[Excerpt]
Annihilation is like reading Zork or one of those PC games where you’re lost in a bizarre world, tasked with trying to figure out what’s going on and to work out puzzles which will lead you back home. The problem is, Annihilation doesn’t have many answers. In fact, it really has none, as far as I can tell. And so, Annihilation could best be described by its title as something that happens to you, the complete destruction of purpose. Maybe that is the point. Maybe not. I still enjoyed reading this curious little book, anyway, and would recommend it to others.
None of the characters have names. Just the biologist, anthropologist, psychologist, etc. The characters are part of an expedition, put together apparently by an unnamed authority, possibly a government, to explore Area X, which apparently (again there are many things that are strongly suggested but not actually confirmed or explicitly stated) is an area that has suffered some kind of environmental disaster. It is at least clear that it is a place where weird and unexplained things happen, and have happened, and where a multitude of prior expeditions disappeared and most died. Why on earth others would willingly agree to volunteer on an expedition to this place that has devoured others without explanations is unclear. I guess that’s why I kept reading, and without any ultimate explanation. None at all. I kept thinking, Wow, that’s really weird. Or, that’s so screwed up. What’s happening?

[Task list]
• 1. In the review of Annihilation, what is the name of the place the expedition sets out to explore?
• 2. Extend the review of Annihilation with one more paragraph that picks up right after its final line.
The listing that comes next has nothing to do with the review of Annihilation.

[Recorded data]
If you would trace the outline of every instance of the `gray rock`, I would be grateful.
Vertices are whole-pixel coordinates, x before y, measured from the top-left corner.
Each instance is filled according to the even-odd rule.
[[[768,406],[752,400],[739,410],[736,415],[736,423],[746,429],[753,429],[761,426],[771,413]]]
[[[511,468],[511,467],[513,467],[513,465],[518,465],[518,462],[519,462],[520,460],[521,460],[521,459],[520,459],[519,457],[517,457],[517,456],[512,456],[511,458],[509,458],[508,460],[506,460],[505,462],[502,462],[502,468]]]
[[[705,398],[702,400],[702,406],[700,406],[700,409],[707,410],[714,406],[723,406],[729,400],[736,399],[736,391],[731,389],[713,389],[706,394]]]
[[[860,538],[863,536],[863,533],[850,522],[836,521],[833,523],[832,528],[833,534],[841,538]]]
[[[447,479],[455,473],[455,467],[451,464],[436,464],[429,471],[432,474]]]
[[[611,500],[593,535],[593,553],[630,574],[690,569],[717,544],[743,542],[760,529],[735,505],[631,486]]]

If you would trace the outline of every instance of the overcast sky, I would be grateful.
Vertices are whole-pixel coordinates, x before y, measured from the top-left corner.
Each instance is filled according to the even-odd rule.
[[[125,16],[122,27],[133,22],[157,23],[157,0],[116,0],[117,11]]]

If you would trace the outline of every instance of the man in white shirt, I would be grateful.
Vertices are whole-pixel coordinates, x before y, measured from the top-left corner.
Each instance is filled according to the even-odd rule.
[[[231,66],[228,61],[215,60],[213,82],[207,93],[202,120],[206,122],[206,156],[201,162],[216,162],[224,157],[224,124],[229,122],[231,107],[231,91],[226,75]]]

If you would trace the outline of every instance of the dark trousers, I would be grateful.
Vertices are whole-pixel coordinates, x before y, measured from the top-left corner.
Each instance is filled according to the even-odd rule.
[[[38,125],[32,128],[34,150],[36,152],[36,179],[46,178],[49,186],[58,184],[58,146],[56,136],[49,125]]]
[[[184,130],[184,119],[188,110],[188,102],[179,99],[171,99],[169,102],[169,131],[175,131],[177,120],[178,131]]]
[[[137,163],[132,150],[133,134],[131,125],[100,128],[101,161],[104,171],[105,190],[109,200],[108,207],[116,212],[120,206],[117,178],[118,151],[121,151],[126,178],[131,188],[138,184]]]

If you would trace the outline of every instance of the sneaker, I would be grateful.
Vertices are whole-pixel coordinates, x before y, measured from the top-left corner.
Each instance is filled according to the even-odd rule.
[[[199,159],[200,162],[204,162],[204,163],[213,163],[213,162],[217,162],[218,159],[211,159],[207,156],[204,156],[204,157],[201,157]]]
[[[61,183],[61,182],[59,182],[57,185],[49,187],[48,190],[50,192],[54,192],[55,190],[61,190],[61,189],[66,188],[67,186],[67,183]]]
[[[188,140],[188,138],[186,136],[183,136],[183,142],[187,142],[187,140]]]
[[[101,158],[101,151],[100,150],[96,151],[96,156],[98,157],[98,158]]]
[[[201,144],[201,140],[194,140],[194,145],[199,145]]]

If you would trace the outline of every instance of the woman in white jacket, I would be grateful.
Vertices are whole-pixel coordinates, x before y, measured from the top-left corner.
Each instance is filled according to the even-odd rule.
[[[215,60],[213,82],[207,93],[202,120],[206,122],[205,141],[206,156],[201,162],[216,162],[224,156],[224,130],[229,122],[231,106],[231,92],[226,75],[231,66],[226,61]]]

[Task-by-task results]
• 1. Area X.

• 2.
Now that I think about it, Annihilation reminds me a little of Seize the Night series by Dean Koontz. As the story progresses, more and more questions are raised, and the reader chases after them. But no answers are ultimately given. Some readers may find this to be frustrating. I get that. Still, Annihilation was a fun read, and the fact that it was so short, makes me willing to be more lenient when given the short end of the story telling stick. After all, I have a movie to look forward to.